WORK TO DO >>
Count the lines in the records below that contain the word "every", and give only the number.

** Start of DATA ENTRIES **

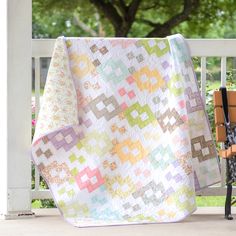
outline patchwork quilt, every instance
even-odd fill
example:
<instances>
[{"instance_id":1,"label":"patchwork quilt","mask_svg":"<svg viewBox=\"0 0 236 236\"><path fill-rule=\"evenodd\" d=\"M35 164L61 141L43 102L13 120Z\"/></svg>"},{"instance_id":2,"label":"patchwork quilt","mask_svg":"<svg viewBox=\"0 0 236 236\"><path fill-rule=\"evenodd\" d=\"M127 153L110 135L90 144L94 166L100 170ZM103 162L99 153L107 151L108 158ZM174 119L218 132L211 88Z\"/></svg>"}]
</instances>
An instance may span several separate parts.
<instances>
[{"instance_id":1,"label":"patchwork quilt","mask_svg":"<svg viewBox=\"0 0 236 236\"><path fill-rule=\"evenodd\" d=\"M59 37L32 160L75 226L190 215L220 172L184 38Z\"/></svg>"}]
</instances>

** End of DATA ENTRIES **
** Start of DATA ENTRIES **

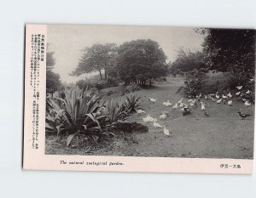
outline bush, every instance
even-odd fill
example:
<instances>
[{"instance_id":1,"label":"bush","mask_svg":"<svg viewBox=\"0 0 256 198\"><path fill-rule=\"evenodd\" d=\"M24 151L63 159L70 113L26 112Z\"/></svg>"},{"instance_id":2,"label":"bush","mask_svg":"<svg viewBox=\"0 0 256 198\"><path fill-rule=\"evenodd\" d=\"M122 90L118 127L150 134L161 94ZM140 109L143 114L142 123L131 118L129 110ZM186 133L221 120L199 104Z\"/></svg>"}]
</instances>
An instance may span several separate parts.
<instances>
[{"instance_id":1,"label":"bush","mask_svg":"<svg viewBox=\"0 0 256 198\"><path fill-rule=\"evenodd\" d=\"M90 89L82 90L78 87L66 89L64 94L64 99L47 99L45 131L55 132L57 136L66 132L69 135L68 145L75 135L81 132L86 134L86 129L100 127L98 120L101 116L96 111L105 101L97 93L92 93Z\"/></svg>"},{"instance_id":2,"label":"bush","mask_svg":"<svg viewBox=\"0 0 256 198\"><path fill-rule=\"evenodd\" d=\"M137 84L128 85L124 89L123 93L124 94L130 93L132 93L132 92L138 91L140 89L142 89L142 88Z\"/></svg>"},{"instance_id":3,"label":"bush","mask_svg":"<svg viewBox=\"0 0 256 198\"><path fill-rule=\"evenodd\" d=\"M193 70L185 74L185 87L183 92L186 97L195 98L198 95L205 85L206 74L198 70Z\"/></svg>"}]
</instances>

** End of DATA ENTRIES **

RESPONSE TO THE TASK >>
2